/---

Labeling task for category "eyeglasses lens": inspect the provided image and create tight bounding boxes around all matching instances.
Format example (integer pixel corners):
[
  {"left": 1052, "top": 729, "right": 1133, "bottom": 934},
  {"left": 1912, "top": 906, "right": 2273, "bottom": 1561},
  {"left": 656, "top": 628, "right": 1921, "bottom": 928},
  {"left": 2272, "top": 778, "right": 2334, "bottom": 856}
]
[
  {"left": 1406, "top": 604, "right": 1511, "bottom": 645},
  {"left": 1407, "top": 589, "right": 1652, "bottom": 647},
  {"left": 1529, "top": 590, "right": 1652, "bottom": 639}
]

\---
/---

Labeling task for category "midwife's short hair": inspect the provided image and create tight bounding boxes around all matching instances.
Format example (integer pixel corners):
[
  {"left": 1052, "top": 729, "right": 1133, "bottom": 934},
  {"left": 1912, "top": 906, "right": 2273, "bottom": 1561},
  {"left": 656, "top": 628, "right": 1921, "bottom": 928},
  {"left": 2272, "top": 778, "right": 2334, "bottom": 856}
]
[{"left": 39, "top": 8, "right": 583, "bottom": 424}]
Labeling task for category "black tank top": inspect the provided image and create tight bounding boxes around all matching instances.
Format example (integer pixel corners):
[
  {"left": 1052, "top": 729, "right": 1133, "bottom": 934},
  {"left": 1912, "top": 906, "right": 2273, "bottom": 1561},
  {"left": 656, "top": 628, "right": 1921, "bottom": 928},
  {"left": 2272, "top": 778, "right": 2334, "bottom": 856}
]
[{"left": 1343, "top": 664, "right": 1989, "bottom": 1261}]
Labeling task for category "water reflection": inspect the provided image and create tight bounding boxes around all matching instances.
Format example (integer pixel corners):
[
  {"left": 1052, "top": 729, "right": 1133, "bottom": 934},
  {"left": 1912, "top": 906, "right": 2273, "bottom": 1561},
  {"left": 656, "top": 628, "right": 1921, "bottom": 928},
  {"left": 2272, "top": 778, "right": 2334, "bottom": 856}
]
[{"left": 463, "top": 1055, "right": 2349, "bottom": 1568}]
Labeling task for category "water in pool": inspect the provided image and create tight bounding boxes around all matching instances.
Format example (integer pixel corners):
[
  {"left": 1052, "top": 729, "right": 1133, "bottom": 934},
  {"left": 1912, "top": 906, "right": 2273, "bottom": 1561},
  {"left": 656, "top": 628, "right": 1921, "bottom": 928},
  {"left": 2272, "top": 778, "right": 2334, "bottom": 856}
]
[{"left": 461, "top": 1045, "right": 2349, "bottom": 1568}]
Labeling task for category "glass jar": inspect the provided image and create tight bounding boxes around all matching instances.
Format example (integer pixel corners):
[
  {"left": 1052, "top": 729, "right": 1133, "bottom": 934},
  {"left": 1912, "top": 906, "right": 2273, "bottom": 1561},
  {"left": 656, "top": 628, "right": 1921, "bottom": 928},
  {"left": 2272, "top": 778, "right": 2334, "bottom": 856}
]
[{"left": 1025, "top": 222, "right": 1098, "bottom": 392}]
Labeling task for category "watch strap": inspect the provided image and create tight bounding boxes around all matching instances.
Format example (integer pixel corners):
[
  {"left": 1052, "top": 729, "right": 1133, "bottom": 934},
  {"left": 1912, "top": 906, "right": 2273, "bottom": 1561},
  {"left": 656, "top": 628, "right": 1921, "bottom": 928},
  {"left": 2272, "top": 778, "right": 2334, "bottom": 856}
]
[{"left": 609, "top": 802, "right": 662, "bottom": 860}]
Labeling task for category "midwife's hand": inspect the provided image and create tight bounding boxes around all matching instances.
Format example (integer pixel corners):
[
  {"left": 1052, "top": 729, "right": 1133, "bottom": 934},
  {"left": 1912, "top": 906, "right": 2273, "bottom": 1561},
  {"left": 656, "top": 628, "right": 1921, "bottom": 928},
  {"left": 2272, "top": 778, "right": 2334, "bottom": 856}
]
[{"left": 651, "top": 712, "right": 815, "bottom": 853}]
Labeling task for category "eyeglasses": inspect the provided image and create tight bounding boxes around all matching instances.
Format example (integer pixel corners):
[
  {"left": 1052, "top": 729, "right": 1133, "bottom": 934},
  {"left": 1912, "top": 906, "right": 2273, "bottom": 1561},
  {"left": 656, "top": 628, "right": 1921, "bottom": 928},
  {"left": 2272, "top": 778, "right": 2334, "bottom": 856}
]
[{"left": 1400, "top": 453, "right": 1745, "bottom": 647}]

\---

● THE PROBLEM
The lines to return are those holding the string "water" anywhere in the listing above.

● RESULT FOR THIS EXERCISE
Labeling task for category "water reflection": inspect the provided image and create tight bounding boxes around all matching instances.
Labeling task for category "water in pool": inspect the provided image and create tight bounding boxes around all matching instances.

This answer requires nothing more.